Saint Elizabeth of the Trinity
The Catez moved to Dijon when Elizabeth was two years old. There, her younger sister, Marguerite (Guite) was born.
When Elizabeth was just seven years old, her father died of a heart attack, after having had heart trouble for an extended period. After Capt. Catez’ death, Madame Catez moved with her two young daughters to an apartment across the street from the monastery of Discalced Carmelite nuns of Dijon.
At eight years of age, Elizabeth began musical training at the Conservatory of Dijon and manifested a remarkable talent at the piano, eventually mastering works by such composers as Liszt, Chopin and the other romantic composers of her age. In that same year, she first expressed a desire to become a religious.
At the age of 11, Elizabeth received her first Holy Communion, an event that would change her life. In that moment, Elizabeth was graced with a profound experience of the passionate love of Jesus for her. Having experienced this love, Elizabeth finally found the grace to overcome her own temper, doing so as a way to return love for love.

## Listed records

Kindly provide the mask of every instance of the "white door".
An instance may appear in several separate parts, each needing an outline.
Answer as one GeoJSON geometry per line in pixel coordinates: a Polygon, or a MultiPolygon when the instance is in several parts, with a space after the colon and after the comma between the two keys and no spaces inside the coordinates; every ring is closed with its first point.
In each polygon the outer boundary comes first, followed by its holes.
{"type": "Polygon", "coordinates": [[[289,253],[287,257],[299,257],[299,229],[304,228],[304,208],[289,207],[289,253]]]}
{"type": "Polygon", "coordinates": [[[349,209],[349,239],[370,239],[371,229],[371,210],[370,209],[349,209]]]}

## Assigned task
Rewrite the passage on Saint Elizabeth of the Trinity between "Saint Elizabeth of" and "nuns of Dijon.", inclusive, with each "Dijon" changed to "Lyon".

## Expected output
Saint Elizabeth of the Trinity
The Catez moved to Lyon when Elizabeth was two years old. There, her younger sister, Marguerite (Guite) was born.
When Elizabeth was just seven years old, her father died of a heart attack, after having had heart trouble for an extended period. After Capt. Catez’ death, Madame Catez moved with her two young daughters to an apartment across the street from the monastery of Discalced Carmelite nuns of Lyon.